Please recast the listing, from its first line through the line holding "[[0, 0, 800, 92]]" inclusive, as a JSON list of strings with one string per line. Leave out any blank lines.

◇ ◇ ◇ ◇

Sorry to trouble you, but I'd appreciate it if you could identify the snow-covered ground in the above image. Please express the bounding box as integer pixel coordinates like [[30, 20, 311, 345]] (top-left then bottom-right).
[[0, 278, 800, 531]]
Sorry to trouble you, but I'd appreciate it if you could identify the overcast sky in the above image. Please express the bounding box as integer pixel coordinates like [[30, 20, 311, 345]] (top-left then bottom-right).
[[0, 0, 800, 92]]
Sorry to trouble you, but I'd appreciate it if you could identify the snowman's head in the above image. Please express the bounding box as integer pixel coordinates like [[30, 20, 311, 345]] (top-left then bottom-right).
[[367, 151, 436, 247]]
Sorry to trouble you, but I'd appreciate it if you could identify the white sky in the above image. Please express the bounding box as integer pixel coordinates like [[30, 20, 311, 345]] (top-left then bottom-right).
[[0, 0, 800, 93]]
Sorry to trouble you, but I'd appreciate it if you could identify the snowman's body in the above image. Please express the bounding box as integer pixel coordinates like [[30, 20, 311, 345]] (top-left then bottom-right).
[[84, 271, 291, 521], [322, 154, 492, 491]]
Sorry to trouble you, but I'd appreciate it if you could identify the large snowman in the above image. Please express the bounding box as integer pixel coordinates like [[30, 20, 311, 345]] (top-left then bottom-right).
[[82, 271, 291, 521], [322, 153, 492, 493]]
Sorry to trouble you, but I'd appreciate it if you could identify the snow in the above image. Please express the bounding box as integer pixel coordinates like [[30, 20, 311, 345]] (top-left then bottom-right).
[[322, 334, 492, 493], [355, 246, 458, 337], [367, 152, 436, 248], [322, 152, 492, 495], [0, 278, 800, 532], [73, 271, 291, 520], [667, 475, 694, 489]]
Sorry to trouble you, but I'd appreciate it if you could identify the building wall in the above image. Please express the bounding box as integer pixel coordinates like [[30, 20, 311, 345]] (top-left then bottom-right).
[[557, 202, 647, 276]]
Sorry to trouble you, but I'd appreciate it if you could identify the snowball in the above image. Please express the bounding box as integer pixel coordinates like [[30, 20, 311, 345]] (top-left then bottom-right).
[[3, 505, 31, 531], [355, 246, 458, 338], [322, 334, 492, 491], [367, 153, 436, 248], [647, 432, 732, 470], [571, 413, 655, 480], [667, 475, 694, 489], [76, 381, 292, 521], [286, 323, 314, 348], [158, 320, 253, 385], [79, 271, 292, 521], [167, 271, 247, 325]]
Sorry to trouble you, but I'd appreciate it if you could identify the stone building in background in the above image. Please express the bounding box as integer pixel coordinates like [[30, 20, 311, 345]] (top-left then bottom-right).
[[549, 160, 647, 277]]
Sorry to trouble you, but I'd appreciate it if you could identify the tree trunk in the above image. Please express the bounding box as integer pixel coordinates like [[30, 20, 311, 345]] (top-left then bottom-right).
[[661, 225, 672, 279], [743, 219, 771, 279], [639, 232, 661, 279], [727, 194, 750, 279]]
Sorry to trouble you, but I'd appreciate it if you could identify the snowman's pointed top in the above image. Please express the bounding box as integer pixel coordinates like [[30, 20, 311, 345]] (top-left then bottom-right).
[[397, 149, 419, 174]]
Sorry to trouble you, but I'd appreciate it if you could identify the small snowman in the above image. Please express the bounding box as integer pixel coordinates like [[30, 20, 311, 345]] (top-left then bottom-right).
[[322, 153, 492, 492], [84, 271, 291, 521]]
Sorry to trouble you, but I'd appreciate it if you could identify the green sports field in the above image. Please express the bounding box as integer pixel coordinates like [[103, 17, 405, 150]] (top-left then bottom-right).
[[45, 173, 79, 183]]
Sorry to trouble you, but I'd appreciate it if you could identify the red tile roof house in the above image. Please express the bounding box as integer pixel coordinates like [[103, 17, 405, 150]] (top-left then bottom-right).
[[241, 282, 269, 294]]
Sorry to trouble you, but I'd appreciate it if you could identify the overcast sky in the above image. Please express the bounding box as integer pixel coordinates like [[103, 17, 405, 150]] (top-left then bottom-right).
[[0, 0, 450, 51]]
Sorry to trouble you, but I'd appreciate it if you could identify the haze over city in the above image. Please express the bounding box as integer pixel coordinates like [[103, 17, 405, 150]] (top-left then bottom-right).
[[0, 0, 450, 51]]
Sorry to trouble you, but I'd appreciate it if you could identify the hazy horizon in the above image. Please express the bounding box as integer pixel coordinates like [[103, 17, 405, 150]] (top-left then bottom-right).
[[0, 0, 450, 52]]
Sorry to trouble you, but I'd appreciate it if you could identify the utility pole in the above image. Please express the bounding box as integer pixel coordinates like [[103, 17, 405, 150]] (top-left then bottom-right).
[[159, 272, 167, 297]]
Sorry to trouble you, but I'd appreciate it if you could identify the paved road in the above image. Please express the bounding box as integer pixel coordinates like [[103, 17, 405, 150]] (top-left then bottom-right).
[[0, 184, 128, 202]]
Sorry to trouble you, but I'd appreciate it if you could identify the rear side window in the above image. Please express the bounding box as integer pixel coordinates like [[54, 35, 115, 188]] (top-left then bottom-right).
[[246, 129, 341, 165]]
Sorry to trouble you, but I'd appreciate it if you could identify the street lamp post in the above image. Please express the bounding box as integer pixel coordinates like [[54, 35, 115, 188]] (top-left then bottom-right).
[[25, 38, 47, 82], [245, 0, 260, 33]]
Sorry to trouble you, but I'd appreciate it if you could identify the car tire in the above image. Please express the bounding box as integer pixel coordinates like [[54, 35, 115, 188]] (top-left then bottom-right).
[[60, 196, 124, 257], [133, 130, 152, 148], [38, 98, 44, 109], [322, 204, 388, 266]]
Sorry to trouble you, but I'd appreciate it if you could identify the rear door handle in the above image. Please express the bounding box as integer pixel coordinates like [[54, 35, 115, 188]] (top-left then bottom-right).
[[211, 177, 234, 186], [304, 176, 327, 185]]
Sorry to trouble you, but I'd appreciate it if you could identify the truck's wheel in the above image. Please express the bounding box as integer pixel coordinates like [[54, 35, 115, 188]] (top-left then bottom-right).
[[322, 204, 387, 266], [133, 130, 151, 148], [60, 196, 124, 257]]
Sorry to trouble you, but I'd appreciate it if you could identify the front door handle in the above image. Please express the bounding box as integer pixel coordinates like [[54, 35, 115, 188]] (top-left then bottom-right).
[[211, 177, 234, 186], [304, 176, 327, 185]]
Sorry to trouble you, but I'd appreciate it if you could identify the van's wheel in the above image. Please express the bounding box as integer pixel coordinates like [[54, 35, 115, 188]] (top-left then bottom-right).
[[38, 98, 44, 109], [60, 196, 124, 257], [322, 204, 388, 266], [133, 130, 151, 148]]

◇ ◇ ◇ ◇

**In response:**
[
  "Sorry to trouble you, but I'd appreciate it if you could identify the snow-covered ground in the above image. Please express the bounding box as integer pixel coordinates like [[30, 20, 311, 345]] (top-left then bottom-right).",
  "[[0, 278, 800, 531]]",
  "Sorry to trouble you, but I'd appreciate it if you could identify the overcast sky in the above image. Please express the bounding box as integer pixel coordinates like [[30, 20, 311, 345]] (top-left then bottom-right).",
  "[[0, 0, 800, 92]]"
]